NYC Pushes Health Hospital Initiative Banning Junk Food
The New York City Department of Health and Mental Hygiene (DOHMH) has announced that more than 30 public and private hospitals have joined its voluntary Healthy Hospital Food Initiative, a new program seeking to make healthier food choices available in health care settings. Billed as part of the department’s ongoing effort to curb obesity, the new initiative requires participating hospitals to implement the NYC Food Standards established in 2008 by Mayor Michael Bloomberg in four areas: “cafeterias, beverage vending machines, food vending machines and patient meals.”
According to DOHMH, these standards are based on U.S. Department
of Agriculture and Institute of Medicine nutritional guidelines and “use
progressive strategies to make healthy foods easily available.” Under the new
initiative, hospital cafeterias must use a variety of techniques “to make the
healthy choice the easy choice” by increasing the availability of fresh fruits,
vegetables and whole grains; limiting the promotion of high calorie beverages;
and eliminating fried foods. Participating hospitals must also pledge,
among other things, to decrease the availability of high-calorie beverages in
vending machines; provide nutritional information about vending machine
food choices; and establish patient meal standards that meet nutritional
requirements “for individual foods purchased, such as sodium limits for bread
and cereal, and for meals served, such as two fruit or vegetable servings at
lunch and dinner.”

_What is needed_:
Carry on the article about New York City's Healthy Hospital Food Initiative from the point where it stops.

[Dataset entries]
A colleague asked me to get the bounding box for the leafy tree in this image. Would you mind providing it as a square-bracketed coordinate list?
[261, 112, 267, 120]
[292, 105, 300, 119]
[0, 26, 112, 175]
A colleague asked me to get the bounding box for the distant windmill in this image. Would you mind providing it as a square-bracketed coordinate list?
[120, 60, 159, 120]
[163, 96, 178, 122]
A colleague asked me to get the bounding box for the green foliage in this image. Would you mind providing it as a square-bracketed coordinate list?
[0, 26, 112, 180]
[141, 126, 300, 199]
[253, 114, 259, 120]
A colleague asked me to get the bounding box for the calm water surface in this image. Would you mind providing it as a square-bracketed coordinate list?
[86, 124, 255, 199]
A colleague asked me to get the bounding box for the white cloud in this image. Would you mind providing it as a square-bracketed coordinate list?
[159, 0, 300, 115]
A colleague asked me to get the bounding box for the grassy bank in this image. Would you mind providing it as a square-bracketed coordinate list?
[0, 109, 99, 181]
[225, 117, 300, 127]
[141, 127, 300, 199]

_Task response_:
“Hospitals should set the standard for promoting healthy behaviors and with this initiative in New York City, they are doing just that,” said Health Commissioner Thomas Farley in a September 25, 2012, DOHMH press release, which includes a list of the signatories. “The Healthy Hospital Food Initiative is the most comprehensive approach to improving food options inside our hospitals. I applaud the hospitals that are making changes to offer more healthy options throughout their facilities offering everyone, from patients to visitors, better choices.”